* Materials provided *
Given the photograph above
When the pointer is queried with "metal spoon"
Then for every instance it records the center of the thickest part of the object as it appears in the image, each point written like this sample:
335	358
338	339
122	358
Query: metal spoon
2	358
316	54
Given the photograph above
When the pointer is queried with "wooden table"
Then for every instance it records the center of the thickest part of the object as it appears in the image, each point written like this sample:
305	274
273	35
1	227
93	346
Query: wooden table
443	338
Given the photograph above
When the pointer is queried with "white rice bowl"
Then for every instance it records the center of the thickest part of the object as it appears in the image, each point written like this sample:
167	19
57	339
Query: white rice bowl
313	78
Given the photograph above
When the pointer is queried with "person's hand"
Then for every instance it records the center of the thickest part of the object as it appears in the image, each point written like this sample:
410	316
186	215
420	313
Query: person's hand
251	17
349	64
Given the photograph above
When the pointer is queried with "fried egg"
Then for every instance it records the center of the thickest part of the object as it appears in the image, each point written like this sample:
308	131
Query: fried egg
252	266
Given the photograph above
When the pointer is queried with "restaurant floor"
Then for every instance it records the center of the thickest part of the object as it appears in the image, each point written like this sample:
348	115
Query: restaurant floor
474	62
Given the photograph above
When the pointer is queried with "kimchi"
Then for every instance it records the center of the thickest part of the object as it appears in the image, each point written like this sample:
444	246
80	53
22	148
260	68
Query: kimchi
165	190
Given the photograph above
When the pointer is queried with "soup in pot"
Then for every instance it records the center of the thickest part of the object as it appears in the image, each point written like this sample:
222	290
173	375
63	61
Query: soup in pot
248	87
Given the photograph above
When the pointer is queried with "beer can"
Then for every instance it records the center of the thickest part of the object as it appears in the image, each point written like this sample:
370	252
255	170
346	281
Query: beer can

* What to produce *
This exercise requires the entries above to be restated exactly.

* Reply to the task *
Given the photograph above
When the pointer is queried with "metal spoon"
Then for every instance it records the center of the thickest part of the object as it appears in the image, each point written like this sample:
335	358
338	339
122	358
Query: metal spoon
2	358
316	54
Given the photograph above
When the pointer is queried with "wooden table"
Then for every instance it records the center of the thickest part of the object as it appears in the image, each point written like this sample:
305	274
273	35
1	227
93	346
Query: wooden table
443	338
Given the photograph above
When the pointer is queried with "white rice bowl"
Then for every instance it records the center of the thickest part of the object as it appears in the image, each point written like this sample:
167	19
57	339
Query: white rice bowl
313	78
Given the photograph above
When the pointer is queried with "person's hand"
Then for every instance it records the center of the thickest part of the object as it appears in the image, each point written like this sample:
410	316
186	215
420	313
Query: person's hand
251	17
349	64
Given the photograph above
When the pointer is queried with "fried egg"
Then for every instance it records the center of the thickest part of the object as it appears in the image, each point written like this sample:
308	131
Query: fried egg
252	266
Given the photograph above
When the pointer is queried with "restaurant floor"
Then for every instance it records the center of the thickest part of the object as it appears in the image, each point written like this sample:
348	115
Query: restaurant floor
474	62
Given the photograph above
When the pointer is queried with "kimchi"
Then for every instance it records the center of the thickest part of the object as it appears in the image, each point written like this sample:
444	246
80	53
22	148
260	68
Query: kimchi
165	190
Given the photograph above
When the pointer is queried with "soup in pot"
Then for every instance it records the center of the thickest part of the object as it appears in the image, each point written like this sample:
222	290
173	375
63	61
Query: soup in pot
248	87
Given the photograph above
When the pointer is queried with "beer can"
Then for every instance it records the center of the thickest part of the object as it appears in the image, each point written like this sample:
370	252
255	170
346	281
Query: beer can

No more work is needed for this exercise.